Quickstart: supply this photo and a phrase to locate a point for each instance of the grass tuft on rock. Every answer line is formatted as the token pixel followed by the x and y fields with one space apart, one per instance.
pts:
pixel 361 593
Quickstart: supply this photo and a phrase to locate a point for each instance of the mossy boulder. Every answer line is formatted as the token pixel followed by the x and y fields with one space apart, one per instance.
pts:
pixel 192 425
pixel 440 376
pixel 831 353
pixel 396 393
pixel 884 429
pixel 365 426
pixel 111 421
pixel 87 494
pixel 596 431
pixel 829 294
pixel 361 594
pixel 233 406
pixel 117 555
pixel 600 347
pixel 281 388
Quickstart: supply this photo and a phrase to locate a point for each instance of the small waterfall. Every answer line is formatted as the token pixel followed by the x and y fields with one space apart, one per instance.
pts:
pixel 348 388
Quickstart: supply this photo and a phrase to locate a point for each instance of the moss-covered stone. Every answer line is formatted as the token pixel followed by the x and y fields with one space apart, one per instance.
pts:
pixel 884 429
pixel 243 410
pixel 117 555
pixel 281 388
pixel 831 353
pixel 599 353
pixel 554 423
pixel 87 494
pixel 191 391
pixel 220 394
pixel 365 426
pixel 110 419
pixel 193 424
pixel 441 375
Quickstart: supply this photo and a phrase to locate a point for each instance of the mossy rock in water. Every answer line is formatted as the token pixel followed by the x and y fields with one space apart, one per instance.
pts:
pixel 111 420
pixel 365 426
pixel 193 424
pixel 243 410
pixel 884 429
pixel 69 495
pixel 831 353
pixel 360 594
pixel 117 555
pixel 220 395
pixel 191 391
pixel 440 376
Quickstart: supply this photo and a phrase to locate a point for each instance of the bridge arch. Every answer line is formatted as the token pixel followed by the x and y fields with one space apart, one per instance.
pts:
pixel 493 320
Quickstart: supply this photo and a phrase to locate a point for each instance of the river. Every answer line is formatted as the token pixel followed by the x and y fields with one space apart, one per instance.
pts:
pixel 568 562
****************
__ACTIVITY__. Return all lines above that mention the word "rock".

__OUTPUT OF THE TASK__.
Quickstart: supply this photo and a phrase to locate a point for each instance of the grass tuft on rock. Every answer line is formatted as the token pixel followed by the x and y fields with one space apart, one per instance.
Quickstart: supply this photo and a phrase to locate a point for each instance of the mossy rock in water. Every answer line is formatted as the token pixel followed by the x and y fields with one space apart, one per instance.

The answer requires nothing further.